### WHAT IS ASKED:
Without the pictures, can you quote each line below exactly?

=== TASK INPUTS ===

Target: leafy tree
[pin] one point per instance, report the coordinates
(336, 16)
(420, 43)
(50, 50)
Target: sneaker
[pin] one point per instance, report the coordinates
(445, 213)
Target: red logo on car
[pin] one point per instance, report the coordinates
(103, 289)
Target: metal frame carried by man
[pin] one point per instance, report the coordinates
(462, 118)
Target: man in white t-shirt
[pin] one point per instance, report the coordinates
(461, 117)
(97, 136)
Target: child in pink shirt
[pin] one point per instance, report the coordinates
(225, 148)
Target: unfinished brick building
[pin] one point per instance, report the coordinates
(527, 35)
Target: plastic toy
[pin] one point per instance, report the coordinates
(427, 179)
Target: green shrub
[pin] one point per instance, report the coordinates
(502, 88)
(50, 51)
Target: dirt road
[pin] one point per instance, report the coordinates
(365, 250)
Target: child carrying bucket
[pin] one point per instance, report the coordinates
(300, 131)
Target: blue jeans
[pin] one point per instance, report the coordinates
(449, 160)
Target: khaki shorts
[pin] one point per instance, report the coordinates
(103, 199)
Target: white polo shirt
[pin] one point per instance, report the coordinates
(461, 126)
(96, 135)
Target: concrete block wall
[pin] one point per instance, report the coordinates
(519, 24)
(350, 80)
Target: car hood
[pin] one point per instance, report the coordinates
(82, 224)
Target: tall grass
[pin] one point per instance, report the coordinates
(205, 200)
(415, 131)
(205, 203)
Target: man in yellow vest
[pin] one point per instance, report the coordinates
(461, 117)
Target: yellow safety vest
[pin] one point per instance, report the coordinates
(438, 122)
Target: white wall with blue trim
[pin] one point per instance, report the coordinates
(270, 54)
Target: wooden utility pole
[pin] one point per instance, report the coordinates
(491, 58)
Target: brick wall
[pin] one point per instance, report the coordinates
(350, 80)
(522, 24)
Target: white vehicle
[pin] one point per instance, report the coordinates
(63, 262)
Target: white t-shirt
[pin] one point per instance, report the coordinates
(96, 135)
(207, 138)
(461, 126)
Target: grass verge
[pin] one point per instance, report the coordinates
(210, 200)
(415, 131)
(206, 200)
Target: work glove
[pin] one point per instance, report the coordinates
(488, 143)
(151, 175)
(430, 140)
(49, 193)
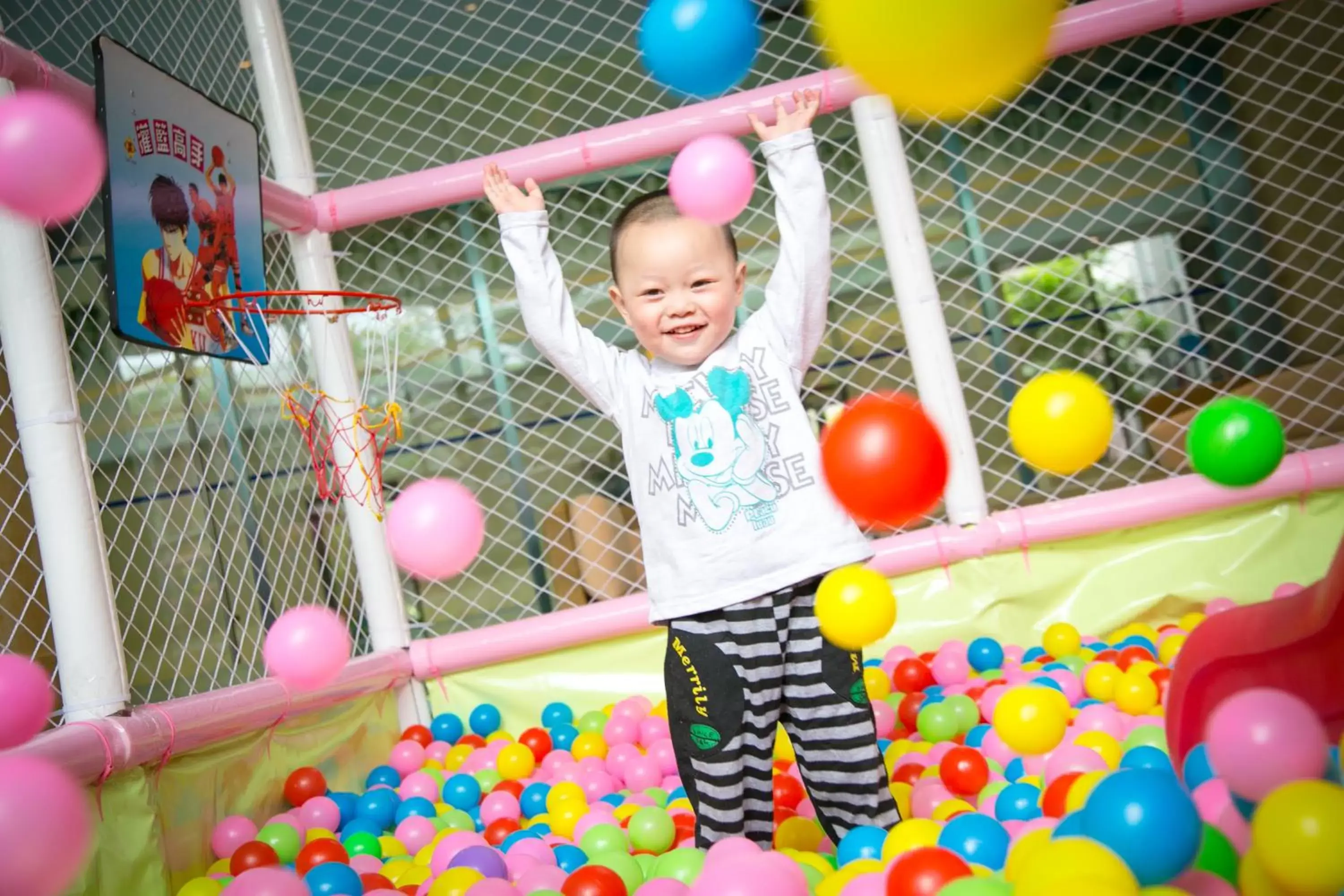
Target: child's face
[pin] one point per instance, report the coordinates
(679, 288)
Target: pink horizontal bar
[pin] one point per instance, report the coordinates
(906, 552)
(146, 735)
(30, 72)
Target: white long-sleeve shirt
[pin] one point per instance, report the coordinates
(725, 469)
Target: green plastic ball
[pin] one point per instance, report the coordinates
(1236, 441)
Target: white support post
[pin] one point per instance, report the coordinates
(65, 507)
(334, 361)
(928, 340)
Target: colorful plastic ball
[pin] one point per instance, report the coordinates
(53, 156)
(855, 607)
(699, 47)
(1297, 835)
(1236, 441)
(1262, 738)
(1030, 720)
(1148, 820)
(885, 460)
(435, 530)
(1061, 421)
(307, 648)
(978, 839)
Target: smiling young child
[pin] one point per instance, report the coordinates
(738, 527)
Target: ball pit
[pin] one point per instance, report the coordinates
(1037, 771)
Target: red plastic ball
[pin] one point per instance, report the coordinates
(252, 855)
(303, 785)
(320, 852)
(912, 676)
(538, 741)
(924, 872)
(420, 734)
(885, 460)
(964, 771)
(788, 792)
(594, 880)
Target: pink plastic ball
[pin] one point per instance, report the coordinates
(436, 528)
(26, 696)
(53, 156)
(713, 179)
(1262, 738)
(307, 648)
(236, 831)
(45, 827)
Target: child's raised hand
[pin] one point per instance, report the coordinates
(507, 198)
(806, 105)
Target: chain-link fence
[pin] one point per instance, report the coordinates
(1163, 213)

===

### EXERCISE RESULT:
Target: leafy tree
[pin] one point per instance, report the coordinates
(336, 16)
(420, 43)
(50, 50)
Target: sneaker
[pin] one point per instance, report the coordinates
(445, 213)
Target: red logo on car
[pin] one point per instance, report the coordinates
(103, 289)
Target: metal frame carried by man
[pin] one point per instance, report the coordinates
(462, 118)
Target: man in white t-shirt
[pin] one point per instance, report the coordinates
(461, 117)
(97, 136)
Target: child in pink shirt
[pin] one point per instance, report the coordinates
(225, 148)
Target: unfinished brick building
[pin] one point per instance, report the coordinates
(527, 35)
Target: plastic toy
[pin] one point per instance, report the coordinates
(427, 179)
Target: green shrub
[pin] one point per instance, report the coordinates
(502, 88)
(50, 51)
Target: dirt road
[pin] one point per instance, report the coordinates
(365, 250)
Target: child carrying bucket
[pin] one point per instance, report the coordinates
(300, 131)
Target: blue jeans
[pin] one point per instance, report the coordinates
(449, 160)
Target: khaki shorts
[pin] one point per instance, report the coordinates
(103, 199)
Target: white polo shirt
[pin] one point per instance, report the coordinates
(461, 126)
(96, 135)
Target: concrete block wall
[pin] one point per instance, report the coordinates
(519, 24)
(350, 80)
Target: car hood
[pin] one point per instance, report the coordinates
(82, 224)
Target: tall grass
[pin] one point per instance, report the coordinates
(205, 200)
(415, 131)
(205, 203)
Target: man in yellow vest
[pin] one point per instance, report the coordinates
(461, 117)
Target: yellow safety vest
[pin] one point per instance, report the coordinates
(438, 122)
Target: white wall with blue trim
[pin] one point per instance, report the coordinates
(270, 54)
Target: wooden utility pole
[pin] one point per instance, report the coordinates
(491, 58)
Target: brick wall
[pin] one point per instance, report the coordinates
(350, 80)
(522, 24)
Target: white vehicle
[pin] one point per instance, report the coordinates
(63, 262)
Target: white t-shirt
[pin] one point per instance, report the coordinates
(96, 135)
(207, 138)
(461, 126)
Target: grass verge
[pin] one point per instance, report the coordinates
(210, 200)
(415, 131)
(206, 200)
Target: work glove
[pin] one point per instance, report the coordinates
(488, 143)
(151, 175)
(430, 140)
(49, 193)
Target: child's face
[pin] one point per instance, report the coordinates
(679, 288)
Target: pink horizontal bar
[pin] one point per instance, report the coordinates
(906, 552)
(146, 735)
(30, 72)
Target: white long-sleeve shirt
[pin] one point per instance, report the coordinates
(725, 469)
Target: green plastic ball
[pin] one point per instance, report the coordinates
(1236, 441)
Target: white support post
[pin] one point per instance, report the coordinates
(65, 507)
(334, 361)
(928, 340)
Target: colorful plastic ball
[pin] one point per instance, report the coordinates
(53, 156)
(855, 607)
(699, 47)
(1297, 835)
(1236, 441)
(1262, 738)
(1030, 720)
(1148, 820)
(885, 460)
(435, 530)
(1061, 421)
(307, 648)
(978, 839)
Target: smiling young child
[pin] one point per instance, report the coordinates
(738, 527)
Target: ball pit
[pin] one point per instance, report the coordinates
(1037, 771)
Target: red plastic ball
[pin] one point per instance, report the coordinates
(252, 855)
(303, 785)
(320, 852)
(912, 676)
(538, 741)
(924, 872)
(420, 734)
(885, 460)
(964, 771)
(788, 792)
(594, 880)
Target: pink plastic ball
[pin] one point per instance, report the coordinates
(436, 528)
(26, 696)
(53, 156)
(713, 179)
(1262, 738)
(307, 648)
(236, 831)
(45, 827)
Target: child's raised hand
[pin] one point per instance, report the coordinates
(507, 198)
(806, 105)
Target: chain-link fence
[pin] one point per instance, report the coordinates
(1163, 213)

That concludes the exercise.